Collected data:

--- --- ---

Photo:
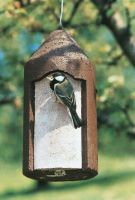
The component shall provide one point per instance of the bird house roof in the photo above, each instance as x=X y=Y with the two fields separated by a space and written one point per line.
x=58 y=47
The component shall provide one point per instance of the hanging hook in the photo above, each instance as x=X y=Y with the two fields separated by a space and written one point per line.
x=61 y=14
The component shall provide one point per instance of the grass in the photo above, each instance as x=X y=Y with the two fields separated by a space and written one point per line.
x=116 y=181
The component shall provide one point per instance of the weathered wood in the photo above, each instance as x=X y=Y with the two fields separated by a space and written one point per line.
x=57 y=144
x=60 y=53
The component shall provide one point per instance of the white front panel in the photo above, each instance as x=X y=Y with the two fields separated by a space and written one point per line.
x=57 y=144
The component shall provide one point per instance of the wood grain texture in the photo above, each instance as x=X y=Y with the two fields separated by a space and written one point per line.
x=61 y=53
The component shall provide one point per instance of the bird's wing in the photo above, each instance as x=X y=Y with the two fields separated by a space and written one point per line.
x=65 y=92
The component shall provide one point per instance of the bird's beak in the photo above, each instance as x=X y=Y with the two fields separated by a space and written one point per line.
x=50 y=77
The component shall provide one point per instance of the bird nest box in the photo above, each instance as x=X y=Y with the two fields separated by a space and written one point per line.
x=53 y=149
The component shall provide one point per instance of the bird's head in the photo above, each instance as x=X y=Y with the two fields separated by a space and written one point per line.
x=57 y=76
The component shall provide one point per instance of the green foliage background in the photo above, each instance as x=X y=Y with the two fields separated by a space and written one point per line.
x=22 y=30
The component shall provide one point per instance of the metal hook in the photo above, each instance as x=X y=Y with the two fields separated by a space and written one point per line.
x=61 y=13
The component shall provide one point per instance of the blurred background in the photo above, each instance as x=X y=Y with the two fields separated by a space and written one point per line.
x=105 y=31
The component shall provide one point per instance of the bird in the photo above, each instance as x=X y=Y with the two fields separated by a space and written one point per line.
x=64 y=92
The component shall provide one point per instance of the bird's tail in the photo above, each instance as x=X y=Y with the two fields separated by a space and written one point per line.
x=76 y=119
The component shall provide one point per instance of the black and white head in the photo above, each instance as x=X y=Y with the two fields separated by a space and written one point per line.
x=55 y=78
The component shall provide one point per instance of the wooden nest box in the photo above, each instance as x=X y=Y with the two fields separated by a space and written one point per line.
x=53 y=149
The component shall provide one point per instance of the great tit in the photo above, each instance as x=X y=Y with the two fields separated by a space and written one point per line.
x=64 y=92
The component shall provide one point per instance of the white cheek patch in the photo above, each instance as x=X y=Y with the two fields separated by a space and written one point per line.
x=59 y=78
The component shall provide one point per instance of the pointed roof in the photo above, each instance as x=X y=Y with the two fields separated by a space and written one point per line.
x=58 y=47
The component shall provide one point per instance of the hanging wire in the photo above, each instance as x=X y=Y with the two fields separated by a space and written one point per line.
x=61 y=13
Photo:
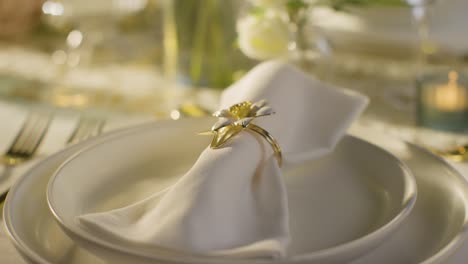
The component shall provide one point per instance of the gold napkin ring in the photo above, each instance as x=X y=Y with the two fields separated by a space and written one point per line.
x=239 y=117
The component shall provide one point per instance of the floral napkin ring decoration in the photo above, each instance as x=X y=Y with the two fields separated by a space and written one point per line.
x=239 y=117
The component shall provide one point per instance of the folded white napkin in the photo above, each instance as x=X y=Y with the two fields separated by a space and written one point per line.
x=233 y=201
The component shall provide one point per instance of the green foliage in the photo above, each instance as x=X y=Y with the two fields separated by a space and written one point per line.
x=342 y=4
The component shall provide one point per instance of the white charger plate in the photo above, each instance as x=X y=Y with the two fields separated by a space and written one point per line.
x=427 y=236
x=341 y=206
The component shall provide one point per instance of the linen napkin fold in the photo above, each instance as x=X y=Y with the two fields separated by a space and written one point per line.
x=233 y=201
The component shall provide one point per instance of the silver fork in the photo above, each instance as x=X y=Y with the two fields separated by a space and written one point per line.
x=28 y=139
x=87 y=127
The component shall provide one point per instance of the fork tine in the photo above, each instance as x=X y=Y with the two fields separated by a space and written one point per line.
x=40 y=135
x=29 y=135
x=19 y=139
x=76 y=130
x=96 y=128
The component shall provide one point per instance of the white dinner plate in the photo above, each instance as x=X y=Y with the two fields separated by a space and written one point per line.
x=434 y=229
x=340 y=206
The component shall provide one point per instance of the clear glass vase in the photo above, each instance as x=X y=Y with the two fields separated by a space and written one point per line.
x=199 y=42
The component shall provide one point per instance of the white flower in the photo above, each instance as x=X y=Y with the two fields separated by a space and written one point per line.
x=264 y=36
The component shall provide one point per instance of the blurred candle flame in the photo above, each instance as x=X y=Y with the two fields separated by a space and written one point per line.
x=450 y=97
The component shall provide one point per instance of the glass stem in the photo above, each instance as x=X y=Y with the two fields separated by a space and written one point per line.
x=421 y=19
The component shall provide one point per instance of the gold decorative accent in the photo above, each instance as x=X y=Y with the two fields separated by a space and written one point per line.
x=238 y=118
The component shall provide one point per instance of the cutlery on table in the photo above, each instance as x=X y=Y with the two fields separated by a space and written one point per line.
x=26 y=142
x=28 y=139
x=459 y=153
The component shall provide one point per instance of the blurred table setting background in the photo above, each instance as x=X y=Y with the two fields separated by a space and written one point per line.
x=127 y=62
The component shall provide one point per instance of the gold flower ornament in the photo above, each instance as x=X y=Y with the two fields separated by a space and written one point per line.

--- --- ---

__INSTRUCTIONS TO FOLLOW__:
Write out all of the material above again, switching every "component" to "module" and keeping everything else the same. Omit the pictures.

__RESPONSE FOR THIS EXERCISE__:
Photo:
The module shall provide one point per instance of the bird house roof in the photo above, each instance as x=X y=Y with the two fields separated by a space and written one point per line.
x=58 y=47
The module shall provide one point per instance of the hanging hook in the photo above, each instance as x=X y=Y with the two fields separated by a space and written one point per line.
x=61 y=14
The module shall provide one point per instance of the grass in the photo above, each instance as x=X y=Y with the two fields separated by a space and written one point per line.
x=116 y=181
The module shall provide one point per instance of the weathered wood in the photo above, each instance as x=X y=Y with the two fields separated by a space and written one point per line.
x=57 y=144
x=60 y=53
The module shall provide one point per instance of the white front panel in the photo above, each instance as x=X y=Y with the two fields separated by a space and written one point per line.
x=57 y=144
The module shall provide one point per instance of the wood grain texture in the photo above, each instance as x=X y=Y with the two fields separated by a space and written one point per line.
x=61 y=53
The module shall provide one point per instance of the bird's wing in the photo above, each instance as x=X y=Y with the two fields separated by a space and written one point per line.
x=65 y=92
The module shall provide one point per instance of the bird's beak in the photo above, each instance as x=X y=Y with the two fields separated by a space and written one point per line.
x=50 y=77
The module shall provide one point per instance of the bird nest box in the photo above, each instance as x=X y=Y with the two fields separated by a space and written one point per line.
x=53 y=149
The module shall provide one point per instance of the bird's head in the photo above, each instance as x=X y=Y with the two fields separated by a space and written one point per line.
x=57 y=76
The module shall provide one point per instance of the green foliage background in the photo above, each instance as x=X y=Y with the two fields separated by a space and written one point per line.
x=22 y=30
The module shall provide one point per instance of the metal hook in the photo above, each instance as x=X y=Y with the two fields separated by a space and written one point per line.
x=61 y=13
The module shall provide one point per instance of the blurred background in the photo above, each instance as x=X y=Y with the two fields separated by a space and written one point per line.
x=105 y=31
The module shall provide one point per instance of the bird in the photo above, each instance as x=X y=Y with the two fields separated by a space and written one point per line.
x=64 y=92
The module shall provide one point per instance of the bird's tail in the photo above, each instance as x=X y=Y with the two fields separated by a space and written one point per line.
x=76 y=119
The module shall provide one point per instance of the black and white head in the photo above, each instance as x=X y=Y with the two fields separated by a space and written one point per line.
x=55 y=78
The module shall provide one point per instance of the wooden nest box in the photo above, each instance as x=X y=Y with the two fields separated by a space and written one point per line.
x=53 y=149
The module shall provide one point per instance of the great tit in the photo above, each instance as x=X y=Y with the two fields separated by a space and written one point per line.
x=64 y=92
The module shall provide one point per instance of the white cheek patch in the photo above, each instance as x=X y=Y with the two fields separated by a space and written one point per line.
x=59 y=78
The module shall provide one point per instance of the pointed roof in the photo above, each instance as x=X y=Y with the two fields separated by a space and written one point per line.
x=58 y=47
The module shall provide one point per instance of the hanging wire in the photo above, each instance as x=X y=Y with the two fields separated by a space and written one point per line.
x=61 y=13
Photo:
The module shall provide one point per instance of the gold napkin ring in the photo above, each instance as x=X y=Y with the two fields separated by a space and written one point per line.
x=239 y=117
The module shall provide one point per instance of the floral napkin ring decoration in the photo above, each instance as x=X y=Y with the two fields separated by a space and written one point per line.
x=239 y=117
The module shall provide one point per instance of the folded white napkin in the photo above, each instance as x=X y=Y with the two fields separated by a space and written one point per line.
x=233 y=201
The module shall provide one point per instance of the green foliage in the photo above, each instance as x=X y=Y with the two fields separated by a space and written one point per line.
x=342 y=4
The module shall provide one point per instance of the white charger plate in the photo above, each instance as x=X y=Y with the two fields separated by a space and written one point per line.
x=427 y=236
x=341 y=206
The module shall provide one point per instance of the linen napkin fold in the photo above, each instance as x=X y=Y with the two fields separated by a space and written one point per line.
x=233 y=201
The module shall provide one point per instance of the silver fork in the photo above, each instance as x=X y=Y with the two fields separated by a space and written one point per line.
x=28 y=139
x=87 y=127
The module shall provide one point per instance of the fork tine in the photo above, each instance as x=X y=Y with the two fields separated by a space and written one point per line.
x=40 y=135
x=29 y=135
x=19 y=139
x=76 y=130
x=96 y=128
The module shall provide one point per instance of the white dinner plate in the photo above, each instance as x=X y=Y with the two fields separated by a space and written one point per line.
x=434 y=229
x=340 y=206
The module shall provide one point per instance of the clear glass vase in the photo above, each instance as x=X y=Y with the two fields separated by a space and written one point per line.
x=199 y=42
The module shall provide one point per instance of the white flower in the photo above, each instance as x=X y=Y with the two fields separated by a space and written one point per line.
x=264 y=36
The module shall provide one point per instance of the blurred candle flame in the photo above, each instance as x=X y=Y with the two fields separated by a space and written one point per line.
x=450 y=97
The module shall provide one point per instance of the glass stem in the photo above, each instance as x=X y=Y with the two fields separated by a space and written one point per line.
x=421 y=19
The module shall provide one point per instance of the gold decorative accent in the photo above, each instance as x=X y=Y with the two fields separated by a space and written one point per line.
x=238 y=118
The module shall provide one point per instance of the cutlery on table in the photo above, each instance as x=X y=Y with the two fields separated by a space and written one point per line.
x=26 y=142
x=28 y=139
x=459 y=153
The module shall provide one point per instance of the blurred table setting background in the photo above, each instance as x=X y=Y with the two fields separated by a space and written one point per line.
x=127 y=62
The module shall provide one point per instance of the gold flower ornament in the photo above, each instance as x=X y=Y with the two fields separated by a space and written one point per line.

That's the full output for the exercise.